----- Input material

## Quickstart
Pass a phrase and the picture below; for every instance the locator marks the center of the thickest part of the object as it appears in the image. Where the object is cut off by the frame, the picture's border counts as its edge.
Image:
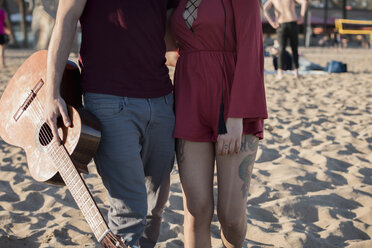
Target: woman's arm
(171, 45)
(267, 6)
(247, 98)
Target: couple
(219, 103)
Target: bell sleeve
(247, 96)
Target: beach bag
(336, 67)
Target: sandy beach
(311, 186)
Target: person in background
(286, 25)
(127, 87)
(220, 108)
(4, 32)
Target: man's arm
(68, 14)
(267, 6)
(303, 4)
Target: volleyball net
(346, 26)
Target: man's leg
(293, 37)
(158, 157)
(119, 162)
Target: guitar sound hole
(45, 135)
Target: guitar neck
(79, 190)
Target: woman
(3, 36)
(219, 76)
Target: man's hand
(54, 108)
(231, 142)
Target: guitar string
(47, 136)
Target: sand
(312, 183)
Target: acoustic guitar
(22, 124)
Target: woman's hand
(230, 142)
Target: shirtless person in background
(285, 23)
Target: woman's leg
(234, 175)
(196, 167)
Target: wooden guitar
(22, 124)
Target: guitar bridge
(28, 100)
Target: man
(126, 86)
(285, 23)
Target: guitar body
(80, 141)
(22, 124)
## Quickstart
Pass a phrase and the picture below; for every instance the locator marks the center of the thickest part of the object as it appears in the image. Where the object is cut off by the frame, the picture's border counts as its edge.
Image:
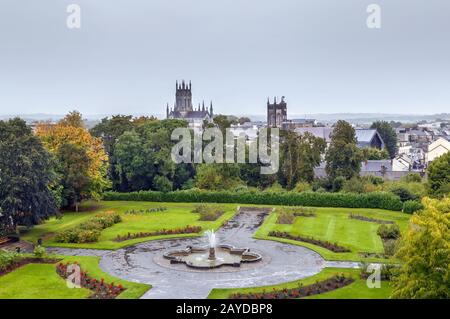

----------

▶ [Work instructions]:
The entries above should be given again exactly, minus any pictures.

▶ [Result of this exercise]:
## Quickstart
Pass a phrase and the picture below; for every instance the locator marks the center of the thickest part of the object as it appears in the image. Where the object is cut off by the frame, the picture's border counts as its edge.
Image:
Target: woman's arm
(171, 45)
(267, 6)
(247, 98)
Target: couple
(219, 103)
Target: bell sleeve
(247, 96)
Target: beach bag
(336, 67)
Target: sandy beach
(311, 186)
Target: person in background
(286, 25)
(127, 87)
(220, 108)
(4, 32)
Target: man's arm
(68, 14)
(267, 6)
(303, 4)
Target: volleyball net
(346, 26)
Target: man's leg
(293, 37)
(158, 157)
(119, 162)
Target: guitar sound hole
(45, 135)
Target: guitar neck
(79, 190)
Target: woman
(3, 36)
(219, 76)
Target: man's hand
(54, 108)
(231, 142)
Target: guitar string
(47, 136)
Target: sand
(312, 183)
Target: acoustic guitar
(22, 124)
Target: woman's hand
(230, 142)
Target: shirtless person in background
(285, 23)
Target: woman's leg
(234, 175)
(196, 167)
Target: wooden guitar
(22, 124)
Target: guitar bridge
(28, 100)
Target: man
(126, 86)
(285, 23)
Target: guitar body
(80, 141)
(22, 124)
## Quickstart
Pass a phrase and the picture below; for every instance the locator marks the center of the thickest part of the object as it appears in the image. Where the object is cut off by the frame, the picture's border counts as its edge.
Image:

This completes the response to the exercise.